Dataset entries:
Start of Block

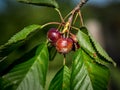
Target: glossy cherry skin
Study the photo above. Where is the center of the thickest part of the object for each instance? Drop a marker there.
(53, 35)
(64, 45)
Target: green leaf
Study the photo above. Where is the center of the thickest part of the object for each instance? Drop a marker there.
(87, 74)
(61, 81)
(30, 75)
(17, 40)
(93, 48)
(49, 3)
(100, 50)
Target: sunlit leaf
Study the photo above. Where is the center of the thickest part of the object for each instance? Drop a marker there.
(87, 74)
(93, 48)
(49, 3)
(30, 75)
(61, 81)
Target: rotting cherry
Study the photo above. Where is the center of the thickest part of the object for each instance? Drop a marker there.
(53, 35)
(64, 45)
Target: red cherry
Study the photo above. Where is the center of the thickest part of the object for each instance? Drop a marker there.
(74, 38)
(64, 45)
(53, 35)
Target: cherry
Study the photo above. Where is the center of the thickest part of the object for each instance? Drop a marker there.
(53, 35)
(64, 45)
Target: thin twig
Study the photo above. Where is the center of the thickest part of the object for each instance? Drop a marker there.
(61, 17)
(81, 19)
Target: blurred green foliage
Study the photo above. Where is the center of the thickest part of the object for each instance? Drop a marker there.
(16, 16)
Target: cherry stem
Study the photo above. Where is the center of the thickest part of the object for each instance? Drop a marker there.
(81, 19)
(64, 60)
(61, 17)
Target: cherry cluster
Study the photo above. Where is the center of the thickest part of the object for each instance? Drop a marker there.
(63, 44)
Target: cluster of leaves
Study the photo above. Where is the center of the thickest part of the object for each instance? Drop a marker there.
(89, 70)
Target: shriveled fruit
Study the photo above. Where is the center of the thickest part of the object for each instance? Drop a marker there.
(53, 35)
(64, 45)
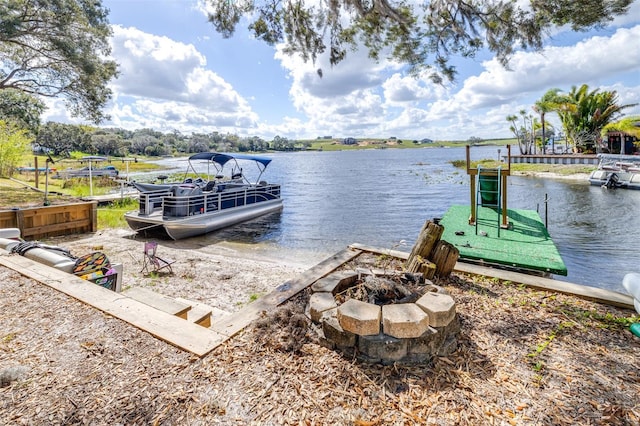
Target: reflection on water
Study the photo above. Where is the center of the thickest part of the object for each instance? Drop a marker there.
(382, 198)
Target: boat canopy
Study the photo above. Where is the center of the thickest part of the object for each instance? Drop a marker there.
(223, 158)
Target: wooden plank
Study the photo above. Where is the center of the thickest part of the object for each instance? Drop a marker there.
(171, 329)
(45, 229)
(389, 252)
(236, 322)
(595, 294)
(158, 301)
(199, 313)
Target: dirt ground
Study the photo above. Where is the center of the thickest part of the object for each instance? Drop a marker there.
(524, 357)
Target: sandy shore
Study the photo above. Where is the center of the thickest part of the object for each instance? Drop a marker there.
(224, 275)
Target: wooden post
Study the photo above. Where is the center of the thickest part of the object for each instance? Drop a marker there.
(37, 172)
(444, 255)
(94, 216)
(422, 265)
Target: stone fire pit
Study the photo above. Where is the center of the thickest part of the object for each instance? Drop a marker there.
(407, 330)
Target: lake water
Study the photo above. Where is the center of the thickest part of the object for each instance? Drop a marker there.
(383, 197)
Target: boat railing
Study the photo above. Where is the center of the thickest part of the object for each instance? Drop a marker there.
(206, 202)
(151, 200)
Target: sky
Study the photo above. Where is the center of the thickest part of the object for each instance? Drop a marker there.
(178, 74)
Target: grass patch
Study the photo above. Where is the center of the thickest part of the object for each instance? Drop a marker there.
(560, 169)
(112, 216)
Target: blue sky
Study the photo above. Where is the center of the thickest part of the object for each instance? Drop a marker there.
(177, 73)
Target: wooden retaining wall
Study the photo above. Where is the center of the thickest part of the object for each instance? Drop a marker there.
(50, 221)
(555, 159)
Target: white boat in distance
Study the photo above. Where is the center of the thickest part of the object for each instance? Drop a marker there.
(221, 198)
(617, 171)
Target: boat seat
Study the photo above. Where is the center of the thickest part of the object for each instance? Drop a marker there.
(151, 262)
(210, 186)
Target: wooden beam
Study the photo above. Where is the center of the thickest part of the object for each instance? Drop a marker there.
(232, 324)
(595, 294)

End of Block

Your objective: Leave out the images and copy every record above exactly.

Solution to this task:
Target: glossy cherry skin
Study the photo above. Where is the center of the thickest part of the object for each instance? Drop a marker there.
(53, 35)
(64, 45)
Target: green leaf
Study the photo above. Where is the center of the thickest part of the object for each instance? Drop a marker there.
(87, 74)
(61, 81)
(30, 75)
(17, 40)
(93, 48)
(49, 3)
(100, 50)
Target: sunlit leaf
Study the photo above. Where is the center of the thickest part of the object for each instance? Drop a marker there.
(87, 74)
(93, 48)
(49, 3)
(30, 75)
(61, 81)
Target: rotting cherry
Study the photo above. Where is the center of the thickest part of the object for each instance? Drop a marker there.
(53, 35)
(64, 45)
Target: red cherry
Study the photo above. Where is the center of the thickest part of the object for each instance? Drop a marker there.
(74, 38)
(64, 45)
(53, 35)
Target: cherry
Study the photo above. Where is the center of the thickest part of the object for each instance? Drop a marker there.
(53, 35)
(64, 45)
Target: thin twig
Study the photo above. Where is the center of the thickest part of the object for each instance? Drop a marker there.
(61, 17)
(81, 19)
Target: blurred green foliage
Study the photo above. Where is the center of the thickest part of the object for each instance? Drop a marker there.
(16, 16)
Target: cherry stem
Study the photo above. Where is the center of the thickest part of the object for each instance? Drop a marker there.
(81, 19)
(64, 60)
(61, 17)
Target: cherry cluster
Study the photo above. Where is the center of the thickest part of the object for each instance? Drop a marker there.
(63, 44)
Target: cluster of leaves
Study the photo above. Where is the center of the thickest part of the object for each instance? Drop a marker there.
(89, 70)
Target: shriveled fruit
Study the photo above. Where is the center of the thickest part of the object for each instance? Drop a marker there.
(53, 35)
(64, 45)
Target: reflection on water
Study the photo above. Where is the center of the thickest part of the object for each instance? Drop a marker there.
(382, 198)
Target: boat canopy
Study the photo above. Where is the center of the thickest part of the object for each instance? Drop a marker there.
(223, 158)
Target: wooden plank
Study the photo above. Where is the center of the thickest part of the object for each instance? Drop a marker there.
(171, 329)
(45, 229)
(389, 252)
(236, 322)
(595, 294)
(158, 301)
(199, 313)
Target: dirt ground
Study the photo above. Where is the center of the thickest part of the object for each instance? Drop a marker there.
(524, 357)
Target: sandy shore
Study the photo above. Where is the center of the thickest part of the object for each instance? Drop a marker there.
(224, 275)
Target: wooden post
Study the photo above. Where is the center of the thickest part of the object for each instance? Drop a marker there.
(37, 172)
(444, 255)
(94, 216)
(422, 265)
Target: stone fire pit
Study the photo above. Where is the center of the thickest part of the object for each instance? Drop a marker there.
(407, 330)
Target: lake water
Study the photo above. Where is the center of the thickest part of the object for each instance? Drop a marker there.
(383, 197)
Target: boat railing
Study the photo above. Where is the center of the thickest part of the object for each instance? Drop a marker there.
(206, 202)
(151, 200)
Target: sky
Study the photo above. Where is the center of the thickest part of the object for each instance? Drop a marker there.
(178, 74)
Target: grass patch
Study the photo above. Where is the center of the thickest part of the object for each instance? Drop a marker there.
(560, 169)
(112, 216)
Target: blue sky
Study the photo above. Where is the center of the thickest part of the object for each instance? Drop a marker there.
(177, 73)
Target: wooden retaining wall
Study the photo above. Where is the center of the thickest part of the object for each instance? Drop a marker there.
(50, 221)
(555, 159)
Target: white boat in distance
Study the photo above. Where is the center of the thickest part of the object for each instance? Drop a marker there.
(221, 198)
(617, 171)
Target: boat seat
Study the photo above. Where is the center of the thickest part of the object for each instance? Drop a marker there.
(151, 262)
(210, 186)
Target: wooden beam
Study the photo above. Where is the center of the thickest part of the object for each instance? Drop a marker there.
(232, 324)
(595, 294)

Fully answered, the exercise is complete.